* [Objective]: Extract every line of text from the data below word for word, and leave the pictures out of your answer.

⁂

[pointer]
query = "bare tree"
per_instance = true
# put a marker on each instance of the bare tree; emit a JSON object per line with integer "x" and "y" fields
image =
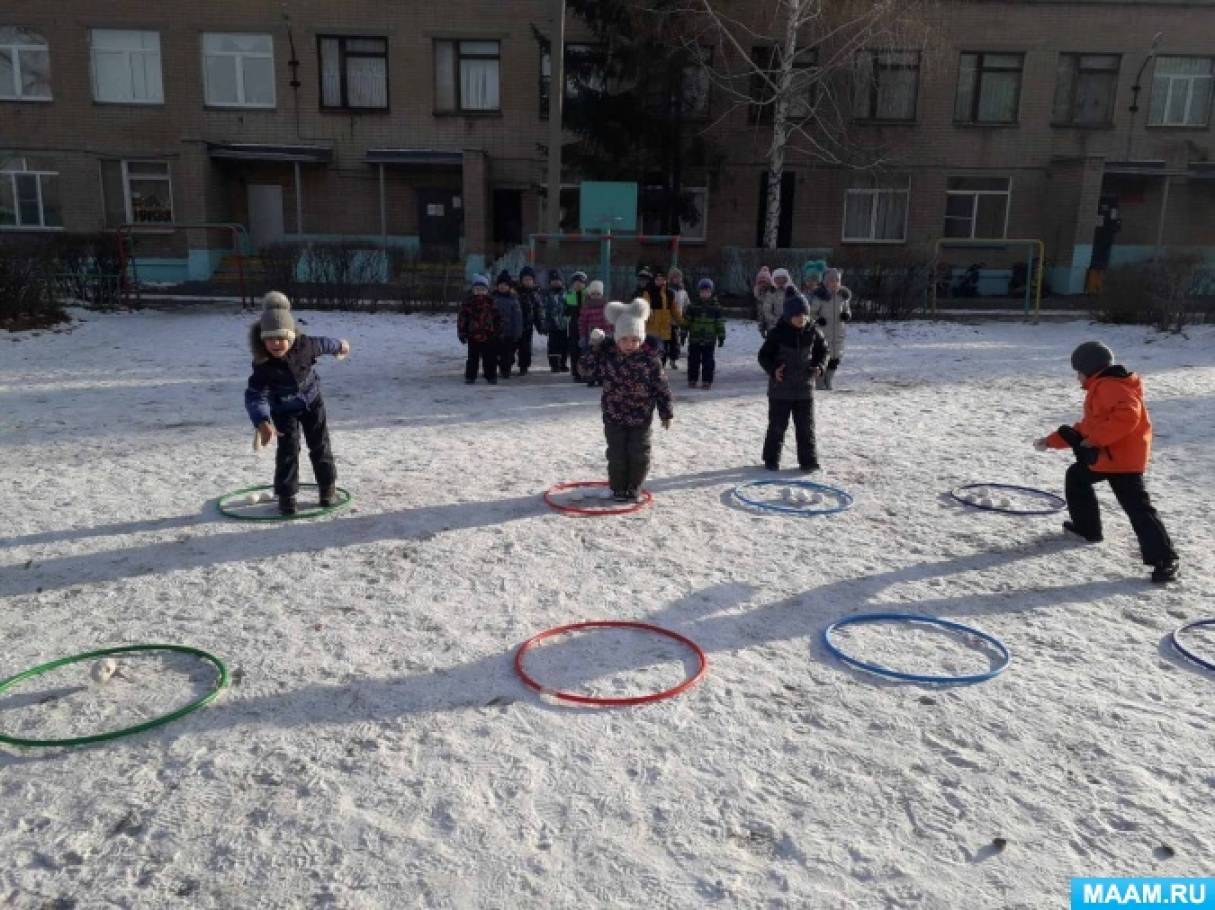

⁂

* [Output for this task]:
[pointer]
query = "bare tree"
per_instance = true
# put a marker on each instance of the bare tree; emit a JSON object per line with integer "x" and "y" fields
image =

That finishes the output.